*To do*
Collect every line of the data below that contains the word "white". Case counts.

### Provided data

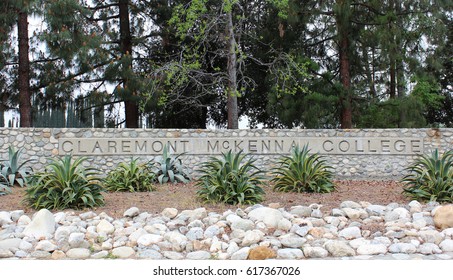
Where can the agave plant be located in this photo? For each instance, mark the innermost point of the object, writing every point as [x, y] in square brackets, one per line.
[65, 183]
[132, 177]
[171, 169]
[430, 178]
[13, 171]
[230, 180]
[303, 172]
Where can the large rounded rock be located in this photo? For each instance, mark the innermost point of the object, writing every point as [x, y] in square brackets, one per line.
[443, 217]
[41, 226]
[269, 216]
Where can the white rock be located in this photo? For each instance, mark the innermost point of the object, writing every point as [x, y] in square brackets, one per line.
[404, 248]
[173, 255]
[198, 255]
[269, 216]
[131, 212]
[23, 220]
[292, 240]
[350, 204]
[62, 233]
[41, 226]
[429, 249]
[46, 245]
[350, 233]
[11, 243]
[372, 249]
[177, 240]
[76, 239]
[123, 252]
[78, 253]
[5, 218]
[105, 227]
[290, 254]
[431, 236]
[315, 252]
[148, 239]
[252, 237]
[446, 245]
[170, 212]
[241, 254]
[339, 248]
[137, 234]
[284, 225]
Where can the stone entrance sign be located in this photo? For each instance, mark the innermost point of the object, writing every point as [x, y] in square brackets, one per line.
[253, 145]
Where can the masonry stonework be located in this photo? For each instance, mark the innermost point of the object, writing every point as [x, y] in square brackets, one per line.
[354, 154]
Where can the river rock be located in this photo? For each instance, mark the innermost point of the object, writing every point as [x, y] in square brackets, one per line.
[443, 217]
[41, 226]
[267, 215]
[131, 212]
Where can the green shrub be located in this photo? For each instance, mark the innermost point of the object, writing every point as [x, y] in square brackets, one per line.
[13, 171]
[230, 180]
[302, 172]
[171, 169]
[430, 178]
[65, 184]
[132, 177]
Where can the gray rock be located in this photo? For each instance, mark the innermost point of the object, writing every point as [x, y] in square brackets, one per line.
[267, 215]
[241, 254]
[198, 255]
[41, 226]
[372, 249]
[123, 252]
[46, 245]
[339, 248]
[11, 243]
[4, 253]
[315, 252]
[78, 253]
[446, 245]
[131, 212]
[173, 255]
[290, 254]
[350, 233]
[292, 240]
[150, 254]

######
### Provided data

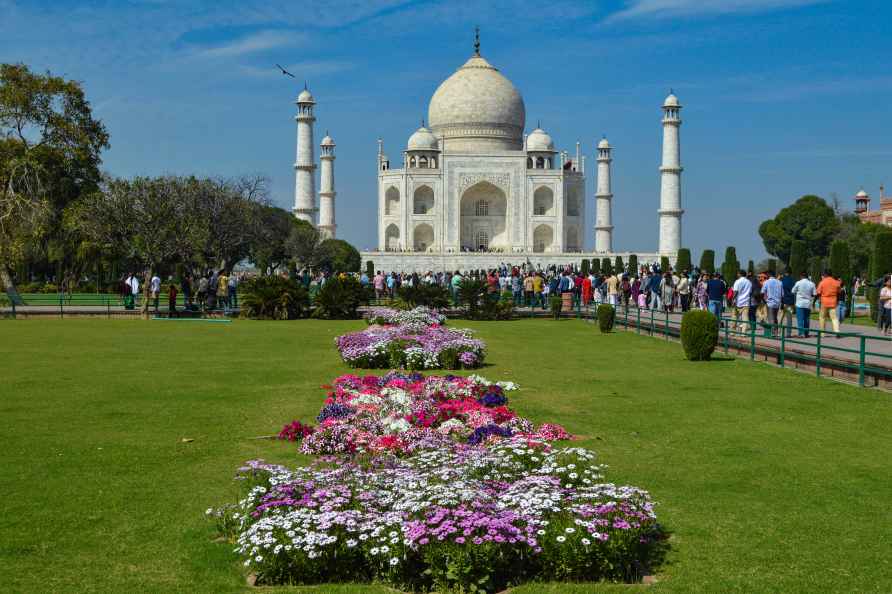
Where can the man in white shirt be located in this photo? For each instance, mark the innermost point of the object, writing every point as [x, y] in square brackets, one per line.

######

*Output below*
Where can the white rock be located in this photo? For each instance, mark the innermost point of the object, writing every point as [x, y] in square brackets, one per line.
Where can the man in white shirt be located in this photo? For each instance, mark the innermost point of the object, writing every point as [x, y] in square brackets, one per line.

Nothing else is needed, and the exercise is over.